College upperclassmen and recent graduates have a lot on their minds. One thing they don’t always like to think too hard about is money.

Maggie Germano

But Maggie Germano, a financial coach, encourages them to get things out in the open and talk about it. At a recent personal finance session here at Boston College, she answered students’ questions about their credit ratings, student loans, and how to avoid spending money they do not have.

Here are the five best tips from Germano, a 2009 graduate of the State University of New York in Fredonia. She now lives in Washington D.C.

Pay attention. The first step to getting control of one’s finances is to pay attention to them, she said. Not dealing with credit card bills and student loan statements doesn’t make the problems go away. “The opposite is true: the more you pay attention, the more in control you’ll be,” she said.

(Saved data entries)
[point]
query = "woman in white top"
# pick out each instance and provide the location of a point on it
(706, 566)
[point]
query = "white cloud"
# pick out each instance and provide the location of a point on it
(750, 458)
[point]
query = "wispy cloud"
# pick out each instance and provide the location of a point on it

## PROBLEM SET
- A) Can you condense the paragraph of the money-tips article that begins "Pay attention." into a short bulleted list that keeps its main points?
- B) Could you reproduce everything in the money-tips article from "College upperclassmen and" down to "in Washington D.C.", word for word?

## TASK-BY-TASK RESULTS
- A)
- The first step to getting control of one's finances is paying attention to them.
- Ignoring credit card bills and student loan statements doesn't make the problems go away.
- As Germano put it, "the more you pay attention, the more in control you'll be."

- B)
College upperclassmen and recent graduates have a lot on their minds. One thing they don’t always like to think too hard about is money.

Maggie Germano

But Maggie Germano, a financial coach, encourages them to get things out in the open and talk about it. At a recent personal finance session here at Boston College, she answered students’ questions about their credit ratings, student loans, and how to avoid spending money they do not have.

Here are the five best tips from Germano, a 2009 graduate of the State University of New York in Fredonia. She now lives in Washington D.C.